■ DO THIS
Find each line in the records below that contains the word "water" and copy those lines out. Case counts.
BEGIN DATASET ENTRIES
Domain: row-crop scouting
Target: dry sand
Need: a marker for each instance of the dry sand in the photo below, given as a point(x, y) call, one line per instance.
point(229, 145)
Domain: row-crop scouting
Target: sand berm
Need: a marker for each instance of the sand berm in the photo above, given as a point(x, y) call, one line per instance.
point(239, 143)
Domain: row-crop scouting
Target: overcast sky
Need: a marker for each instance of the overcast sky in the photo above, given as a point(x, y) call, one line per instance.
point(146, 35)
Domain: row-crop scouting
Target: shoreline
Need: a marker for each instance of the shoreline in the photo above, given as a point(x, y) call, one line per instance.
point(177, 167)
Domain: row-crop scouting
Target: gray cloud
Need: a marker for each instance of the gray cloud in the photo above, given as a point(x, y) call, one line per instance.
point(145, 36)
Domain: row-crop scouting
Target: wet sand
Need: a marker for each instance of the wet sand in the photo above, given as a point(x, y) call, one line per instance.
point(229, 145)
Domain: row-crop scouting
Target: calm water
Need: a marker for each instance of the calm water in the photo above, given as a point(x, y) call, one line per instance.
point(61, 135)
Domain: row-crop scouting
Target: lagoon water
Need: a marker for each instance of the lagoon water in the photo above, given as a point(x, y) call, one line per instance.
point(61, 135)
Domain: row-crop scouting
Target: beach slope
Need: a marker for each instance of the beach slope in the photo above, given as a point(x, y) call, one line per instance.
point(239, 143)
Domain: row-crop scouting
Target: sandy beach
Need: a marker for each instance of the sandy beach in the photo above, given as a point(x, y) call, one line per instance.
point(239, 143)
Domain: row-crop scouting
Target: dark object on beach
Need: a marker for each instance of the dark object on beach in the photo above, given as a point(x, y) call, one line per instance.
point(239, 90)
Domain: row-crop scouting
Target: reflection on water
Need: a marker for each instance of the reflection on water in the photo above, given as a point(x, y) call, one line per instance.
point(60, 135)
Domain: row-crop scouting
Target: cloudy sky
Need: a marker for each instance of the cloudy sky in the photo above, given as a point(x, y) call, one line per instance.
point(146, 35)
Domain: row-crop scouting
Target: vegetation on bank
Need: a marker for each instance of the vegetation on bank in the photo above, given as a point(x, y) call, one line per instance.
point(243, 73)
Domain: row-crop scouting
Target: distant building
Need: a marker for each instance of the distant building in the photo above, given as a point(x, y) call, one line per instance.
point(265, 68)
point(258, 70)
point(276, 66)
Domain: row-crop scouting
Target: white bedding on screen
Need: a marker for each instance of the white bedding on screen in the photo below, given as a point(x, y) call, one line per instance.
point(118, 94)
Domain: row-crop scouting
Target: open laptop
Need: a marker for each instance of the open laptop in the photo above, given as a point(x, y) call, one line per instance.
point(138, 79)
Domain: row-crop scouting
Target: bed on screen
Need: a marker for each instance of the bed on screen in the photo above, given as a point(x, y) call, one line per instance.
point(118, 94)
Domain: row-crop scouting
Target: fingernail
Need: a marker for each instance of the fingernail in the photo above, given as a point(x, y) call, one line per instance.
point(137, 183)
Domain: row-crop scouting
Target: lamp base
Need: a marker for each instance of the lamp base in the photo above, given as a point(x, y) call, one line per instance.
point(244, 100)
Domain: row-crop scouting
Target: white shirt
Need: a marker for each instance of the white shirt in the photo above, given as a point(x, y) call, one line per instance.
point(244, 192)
END DATASET ENTRIES
■ ANSWER FOR THIS EXERCISE
Target: calm water
Need: a marker for each instance of the calm water in the photo above, given as a point(x, y) call, one line per instance.
Target: lagoon water
Need: a marker for each instance of the lagoon water in the photo above, given as a point(x, y) call, one line per instance.
Target: reflection on water
Need: a marker for each instance of the reflection on water in the photo above, given as a point(x, y) call, one line per instance.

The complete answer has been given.